— start of Records —
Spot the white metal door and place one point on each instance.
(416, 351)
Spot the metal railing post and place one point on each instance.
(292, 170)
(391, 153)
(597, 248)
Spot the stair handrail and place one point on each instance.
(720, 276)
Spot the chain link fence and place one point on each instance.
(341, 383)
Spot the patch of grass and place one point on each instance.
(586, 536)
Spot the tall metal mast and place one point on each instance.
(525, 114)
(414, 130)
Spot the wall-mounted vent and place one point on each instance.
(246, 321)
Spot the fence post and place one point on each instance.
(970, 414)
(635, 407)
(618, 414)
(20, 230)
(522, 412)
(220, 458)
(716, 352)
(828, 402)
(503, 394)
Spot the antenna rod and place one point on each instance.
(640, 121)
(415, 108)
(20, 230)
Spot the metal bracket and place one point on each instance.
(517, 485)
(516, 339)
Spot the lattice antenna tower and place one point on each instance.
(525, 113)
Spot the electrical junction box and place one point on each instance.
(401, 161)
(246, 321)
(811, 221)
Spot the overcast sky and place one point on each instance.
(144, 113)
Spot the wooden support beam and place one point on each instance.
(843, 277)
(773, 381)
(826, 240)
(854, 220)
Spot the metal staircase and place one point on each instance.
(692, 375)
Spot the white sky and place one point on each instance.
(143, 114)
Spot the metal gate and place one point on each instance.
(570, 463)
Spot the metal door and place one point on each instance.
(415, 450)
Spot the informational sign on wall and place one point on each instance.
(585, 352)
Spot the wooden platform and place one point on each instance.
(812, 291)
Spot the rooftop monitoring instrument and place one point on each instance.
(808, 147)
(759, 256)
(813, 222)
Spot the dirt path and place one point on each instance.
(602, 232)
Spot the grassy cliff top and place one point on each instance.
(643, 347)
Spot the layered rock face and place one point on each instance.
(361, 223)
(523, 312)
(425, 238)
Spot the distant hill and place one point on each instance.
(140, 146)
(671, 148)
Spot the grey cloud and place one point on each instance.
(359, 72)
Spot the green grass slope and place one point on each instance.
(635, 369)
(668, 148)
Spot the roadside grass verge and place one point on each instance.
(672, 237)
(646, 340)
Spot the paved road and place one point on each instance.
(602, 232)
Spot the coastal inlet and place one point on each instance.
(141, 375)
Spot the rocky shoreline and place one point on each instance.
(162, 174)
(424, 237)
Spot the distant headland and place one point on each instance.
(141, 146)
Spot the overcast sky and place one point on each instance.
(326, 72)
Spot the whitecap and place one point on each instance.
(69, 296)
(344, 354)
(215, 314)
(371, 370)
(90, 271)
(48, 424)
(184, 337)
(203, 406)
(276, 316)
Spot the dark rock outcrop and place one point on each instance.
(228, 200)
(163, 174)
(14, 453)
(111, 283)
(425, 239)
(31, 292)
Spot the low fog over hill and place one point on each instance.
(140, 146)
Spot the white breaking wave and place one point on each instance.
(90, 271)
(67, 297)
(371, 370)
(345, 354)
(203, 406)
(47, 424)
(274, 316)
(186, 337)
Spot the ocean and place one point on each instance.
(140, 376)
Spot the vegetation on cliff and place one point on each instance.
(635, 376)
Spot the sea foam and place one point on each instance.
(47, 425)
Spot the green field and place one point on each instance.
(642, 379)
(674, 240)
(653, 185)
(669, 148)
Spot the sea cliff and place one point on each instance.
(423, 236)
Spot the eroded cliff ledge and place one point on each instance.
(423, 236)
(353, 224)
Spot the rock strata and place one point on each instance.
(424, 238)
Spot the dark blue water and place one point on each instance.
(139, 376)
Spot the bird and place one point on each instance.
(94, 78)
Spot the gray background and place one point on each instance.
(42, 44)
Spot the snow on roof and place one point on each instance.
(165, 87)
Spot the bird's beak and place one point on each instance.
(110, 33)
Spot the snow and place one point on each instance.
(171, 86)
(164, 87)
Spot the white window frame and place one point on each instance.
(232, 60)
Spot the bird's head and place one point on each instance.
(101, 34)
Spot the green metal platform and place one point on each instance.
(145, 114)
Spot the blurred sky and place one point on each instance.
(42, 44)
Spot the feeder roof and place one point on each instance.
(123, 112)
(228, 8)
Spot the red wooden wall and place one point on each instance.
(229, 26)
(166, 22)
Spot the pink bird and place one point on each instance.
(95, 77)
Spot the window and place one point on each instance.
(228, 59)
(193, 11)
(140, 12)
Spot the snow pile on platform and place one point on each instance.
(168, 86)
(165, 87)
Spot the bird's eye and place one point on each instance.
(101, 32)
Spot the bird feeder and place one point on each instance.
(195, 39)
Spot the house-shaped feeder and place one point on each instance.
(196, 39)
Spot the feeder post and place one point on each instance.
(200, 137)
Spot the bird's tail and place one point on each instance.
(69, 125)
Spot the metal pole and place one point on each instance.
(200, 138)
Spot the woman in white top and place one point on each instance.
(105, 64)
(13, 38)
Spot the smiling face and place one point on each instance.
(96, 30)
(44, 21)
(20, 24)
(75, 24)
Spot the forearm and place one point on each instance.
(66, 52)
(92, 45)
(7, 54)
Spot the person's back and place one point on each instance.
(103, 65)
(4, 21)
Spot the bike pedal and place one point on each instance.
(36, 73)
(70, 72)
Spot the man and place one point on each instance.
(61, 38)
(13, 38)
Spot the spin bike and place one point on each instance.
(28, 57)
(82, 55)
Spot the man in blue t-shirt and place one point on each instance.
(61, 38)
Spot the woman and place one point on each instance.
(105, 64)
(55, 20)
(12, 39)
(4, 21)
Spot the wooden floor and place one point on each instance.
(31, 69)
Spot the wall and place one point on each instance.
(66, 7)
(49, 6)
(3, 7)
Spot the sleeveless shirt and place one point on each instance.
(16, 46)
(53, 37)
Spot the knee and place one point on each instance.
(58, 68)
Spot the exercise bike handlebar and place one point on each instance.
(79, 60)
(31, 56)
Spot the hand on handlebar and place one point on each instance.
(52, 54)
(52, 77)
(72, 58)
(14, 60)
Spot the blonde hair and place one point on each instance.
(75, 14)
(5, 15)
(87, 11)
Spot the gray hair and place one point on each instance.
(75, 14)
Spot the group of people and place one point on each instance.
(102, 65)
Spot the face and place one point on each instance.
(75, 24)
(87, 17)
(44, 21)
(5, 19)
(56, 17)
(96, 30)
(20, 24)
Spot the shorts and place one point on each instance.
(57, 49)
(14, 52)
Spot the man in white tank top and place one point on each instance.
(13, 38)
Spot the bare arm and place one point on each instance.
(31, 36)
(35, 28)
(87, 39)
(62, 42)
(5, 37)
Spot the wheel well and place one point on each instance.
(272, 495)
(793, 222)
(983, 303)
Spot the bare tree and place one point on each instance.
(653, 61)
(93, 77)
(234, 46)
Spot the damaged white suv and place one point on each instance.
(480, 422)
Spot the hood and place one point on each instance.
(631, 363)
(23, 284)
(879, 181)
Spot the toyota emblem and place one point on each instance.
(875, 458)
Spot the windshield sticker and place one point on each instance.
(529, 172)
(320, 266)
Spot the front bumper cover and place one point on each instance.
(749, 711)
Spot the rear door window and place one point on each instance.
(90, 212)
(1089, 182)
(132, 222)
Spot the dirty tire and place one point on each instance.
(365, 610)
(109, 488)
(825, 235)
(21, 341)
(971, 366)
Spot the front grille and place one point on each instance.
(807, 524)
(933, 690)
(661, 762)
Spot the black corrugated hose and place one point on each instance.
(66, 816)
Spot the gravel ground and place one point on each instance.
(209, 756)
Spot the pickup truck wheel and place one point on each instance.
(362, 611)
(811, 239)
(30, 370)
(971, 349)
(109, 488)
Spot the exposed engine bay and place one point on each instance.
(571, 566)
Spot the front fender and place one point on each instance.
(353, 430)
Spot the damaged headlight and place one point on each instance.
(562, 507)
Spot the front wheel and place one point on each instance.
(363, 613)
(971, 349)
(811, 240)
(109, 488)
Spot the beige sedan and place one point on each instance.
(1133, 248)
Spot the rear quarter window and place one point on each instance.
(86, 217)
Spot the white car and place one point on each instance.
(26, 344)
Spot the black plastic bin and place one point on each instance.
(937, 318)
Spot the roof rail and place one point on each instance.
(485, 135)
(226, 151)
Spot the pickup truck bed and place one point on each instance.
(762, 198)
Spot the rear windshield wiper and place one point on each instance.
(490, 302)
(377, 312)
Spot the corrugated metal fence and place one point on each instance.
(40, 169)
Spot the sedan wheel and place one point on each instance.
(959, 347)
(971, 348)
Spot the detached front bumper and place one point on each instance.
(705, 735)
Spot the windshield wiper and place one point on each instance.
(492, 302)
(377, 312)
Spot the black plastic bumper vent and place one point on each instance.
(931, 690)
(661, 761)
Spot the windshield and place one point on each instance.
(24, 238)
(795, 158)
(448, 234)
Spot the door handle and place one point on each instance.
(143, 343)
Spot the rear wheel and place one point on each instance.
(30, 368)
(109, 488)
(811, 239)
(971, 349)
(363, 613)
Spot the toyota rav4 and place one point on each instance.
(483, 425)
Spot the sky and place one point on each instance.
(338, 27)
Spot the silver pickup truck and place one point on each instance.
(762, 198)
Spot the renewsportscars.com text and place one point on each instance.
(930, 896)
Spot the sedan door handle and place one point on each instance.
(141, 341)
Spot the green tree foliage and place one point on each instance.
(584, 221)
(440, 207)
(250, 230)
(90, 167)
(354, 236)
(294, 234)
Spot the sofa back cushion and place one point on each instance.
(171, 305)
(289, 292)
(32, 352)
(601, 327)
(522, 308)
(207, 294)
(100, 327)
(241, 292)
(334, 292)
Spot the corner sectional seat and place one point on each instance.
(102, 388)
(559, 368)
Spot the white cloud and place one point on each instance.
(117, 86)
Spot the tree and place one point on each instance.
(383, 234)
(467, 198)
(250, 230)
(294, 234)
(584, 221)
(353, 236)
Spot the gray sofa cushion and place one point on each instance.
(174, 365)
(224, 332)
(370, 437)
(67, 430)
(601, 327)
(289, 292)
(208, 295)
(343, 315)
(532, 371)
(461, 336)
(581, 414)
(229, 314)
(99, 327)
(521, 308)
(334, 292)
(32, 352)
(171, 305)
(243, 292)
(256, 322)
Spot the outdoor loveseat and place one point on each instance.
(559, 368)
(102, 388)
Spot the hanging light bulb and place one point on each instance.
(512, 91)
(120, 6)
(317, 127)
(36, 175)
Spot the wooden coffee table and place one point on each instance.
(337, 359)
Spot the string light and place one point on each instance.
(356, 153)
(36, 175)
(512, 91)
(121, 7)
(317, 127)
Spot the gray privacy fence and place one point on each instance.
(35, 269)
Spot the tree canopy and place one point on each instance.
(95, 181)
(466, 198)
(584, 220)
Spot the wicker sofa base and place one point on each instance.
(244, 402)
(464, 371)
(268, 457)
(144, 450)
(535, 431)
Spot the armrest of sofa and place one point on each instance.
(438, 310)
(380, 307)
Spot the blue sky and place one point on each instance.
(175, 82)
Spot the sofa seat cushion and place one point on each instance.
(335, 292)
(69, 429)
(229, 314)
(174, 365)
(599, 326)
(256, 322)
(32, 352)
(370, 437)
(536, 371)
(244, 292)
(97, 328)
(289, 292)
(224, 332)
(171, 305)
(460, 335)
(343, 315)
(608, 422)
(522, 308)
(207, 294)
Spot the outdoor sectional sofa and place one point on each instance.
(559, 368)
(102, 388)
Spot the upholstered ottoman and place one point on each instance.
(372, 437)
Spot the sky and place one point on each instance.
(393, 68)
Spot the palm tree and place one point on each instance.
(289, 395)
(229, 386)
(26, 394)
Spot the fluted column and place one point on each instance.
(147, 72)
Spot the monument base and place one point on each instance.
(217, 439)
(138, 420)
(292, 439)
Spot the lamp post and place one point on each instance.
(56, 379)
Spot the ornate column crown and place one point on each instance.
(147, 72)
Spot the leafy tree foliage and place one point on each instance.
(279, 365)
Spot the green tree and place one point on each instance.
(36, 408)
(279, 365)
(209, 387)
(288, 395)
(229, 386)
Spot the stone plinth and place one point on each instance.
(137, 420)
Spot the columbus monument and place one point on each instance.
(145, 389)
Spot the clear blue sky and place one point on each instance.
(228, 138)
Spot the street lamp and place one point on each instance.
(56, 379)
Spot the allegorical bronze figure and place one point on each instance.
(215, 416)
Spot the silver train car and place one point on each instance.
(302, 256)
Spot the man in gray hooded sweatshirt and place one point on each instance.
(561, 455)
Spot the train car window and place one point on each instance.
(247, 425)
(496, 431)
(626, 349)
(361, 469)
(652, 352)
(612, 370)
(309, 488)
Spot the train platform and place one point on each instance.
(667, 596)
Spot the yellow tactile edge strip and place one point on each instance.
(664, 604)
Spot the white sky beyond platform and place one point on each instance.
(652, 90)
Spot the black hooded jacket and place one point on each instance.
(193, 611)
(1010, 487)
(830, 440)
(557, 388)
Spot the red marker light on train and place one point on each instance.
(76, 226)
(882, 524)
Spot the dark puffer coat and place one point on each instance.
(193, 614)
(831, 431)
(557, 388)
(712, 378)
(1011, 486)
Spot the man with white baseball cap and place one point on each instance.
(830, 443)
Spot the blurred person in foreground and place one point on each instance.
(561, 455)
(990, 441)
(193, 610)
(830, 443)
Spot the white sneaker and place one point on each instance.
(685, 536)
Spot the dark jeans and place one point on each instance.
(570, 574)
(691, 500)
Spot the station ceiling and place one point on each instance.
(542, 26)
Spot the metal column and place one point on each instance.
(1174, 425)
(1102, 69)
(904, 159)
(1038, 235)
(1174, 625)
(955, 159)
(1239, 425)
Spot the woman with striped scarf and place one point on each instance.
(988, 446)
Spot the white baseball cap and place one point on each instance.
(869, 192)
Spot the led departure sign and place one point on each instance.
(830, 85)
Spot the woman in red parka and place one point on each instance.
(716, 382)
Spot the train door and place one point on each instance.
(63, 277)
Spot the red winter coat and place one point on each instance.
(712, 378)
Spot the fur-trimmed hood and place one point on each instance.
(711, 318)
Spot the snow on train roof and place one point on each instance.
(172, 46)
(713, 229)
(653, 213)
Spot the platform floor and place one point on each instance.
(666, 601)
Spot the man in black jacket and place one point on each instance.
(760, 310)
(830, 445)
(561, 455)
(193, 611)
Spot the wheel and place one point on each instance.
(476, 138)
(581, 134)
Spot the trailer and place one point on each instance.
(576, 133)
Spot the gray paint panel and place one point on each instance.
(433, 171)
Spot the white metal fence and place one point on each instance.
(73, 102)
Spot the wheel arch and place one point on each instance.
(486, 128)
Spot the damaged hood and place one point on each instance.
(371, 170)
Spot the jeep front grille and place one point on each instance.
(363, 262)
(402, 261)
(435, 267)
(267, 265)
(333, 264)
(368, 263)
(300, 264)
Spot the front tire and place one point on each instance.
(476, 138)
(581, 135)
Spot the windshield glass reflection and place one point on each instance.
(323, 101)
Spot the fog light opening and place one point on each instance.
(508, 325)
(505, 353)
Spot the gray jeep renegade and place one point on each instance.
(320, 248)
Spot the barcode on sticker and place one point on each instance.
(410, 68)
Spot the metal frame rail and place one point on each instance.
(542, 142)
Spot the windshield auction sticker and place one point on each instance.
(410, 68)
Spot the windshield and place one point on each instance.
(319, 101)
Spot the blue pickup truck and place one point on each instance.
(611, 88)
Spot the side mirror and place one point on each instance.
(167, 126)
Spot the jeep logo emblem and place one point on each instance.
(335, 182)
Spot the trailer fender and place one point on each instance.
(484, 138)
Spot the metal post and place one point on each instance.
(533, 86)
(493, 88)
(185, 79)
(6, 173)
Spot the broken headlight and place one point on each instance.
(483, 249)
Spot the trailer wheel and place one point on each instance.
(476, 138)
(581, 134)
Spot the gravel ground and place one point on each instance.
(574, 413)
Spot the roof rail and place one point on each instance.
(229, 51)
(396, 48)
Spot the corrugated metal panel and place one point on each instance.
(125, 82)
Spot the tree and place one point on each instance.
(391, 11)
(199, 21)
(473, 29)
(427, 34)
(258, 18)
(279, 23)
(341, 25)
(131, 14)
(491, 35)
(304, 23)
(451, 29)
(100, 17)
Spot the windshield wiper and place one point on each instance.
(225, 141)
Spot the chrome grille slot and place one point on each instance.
— end of Records —
- [Given problem] Return the line that contains "Spot the gray paint" and all lines after it, verbatim, and nothing else.

- [Solution to this task]
Spot the gray paint panel and place one point on each instance.
(433, 171)
Spot the white metal fence and place one point on each instance.
(73, 102)
Spot the wheel arch and place one point on each instance.
(486, 128)
Spot the damaged hood and place one point on each instance.
(371, 170)
Spot the jeep front grille and place one point on each instance.
(363, 262)
(402, 261)
(435, 267)
(267, 265)
(333, 264)
(368, 263)
(300, 264)
Spot the front tire and place one point on each instance.
(476, 138)
(581, 135)
Spot the windshield glass reflection and place one point on each instance.
(323, 101)
Spot the fog light opening and place one point on each instance.
(508, 325)
(505, 353)
Spot the gray jeep renegade and place one point on each instance.
(320, 248)
Spot the barcode on sticker and place one point on each instance.
(410, 68)
Spot the metal frame rail and place one point on each instance.
(542, 142)
Spot the windshield auction sticker and place one point on each instance.
(410, 68)
Spot the windshield and place one point on each instance.
(319, 101)
Spot the blue pickup truck and place one point on each instance.
(611, 88)
Spot the side mirror and place one point on each instance.
(167, 126)
Spot the jeep logo emblem and place one point on each instance.
(335, 182)
Spot the trailer fender and place one point on each instance.
(484, 138)
Spot the metal post and place one point on each instance.
(533, 86)
(493, 88)
(185, 79)
(6, 173)
Spot the broken headlight and place one point on each instance.
(483, 249)
Spot the trailer wheel and place one point on each instance.
(476, 138)
(581, 134)
Spot the gravel ground and place one point on each instance.
(574, 413)
Spot the roof rail and place one point on each instance.
(229, 51)
(396, 48)
Spot the corrugated metal panel and place one point on each instance.
(125, 82)
Spot the tree and place one point on each instance.
(391, 11)
(199, 21)
(473, 29)
(427, 34)
(258, 18)
(279, 23)
(341, 25)
(131, 14)
(491, 35)
(304, 23)
(451, 29)
(100, 17)
Spot the windshield wiper and place one point on each instance.
(225, 141)
Spot the chrome grille slot and place one point on each instance.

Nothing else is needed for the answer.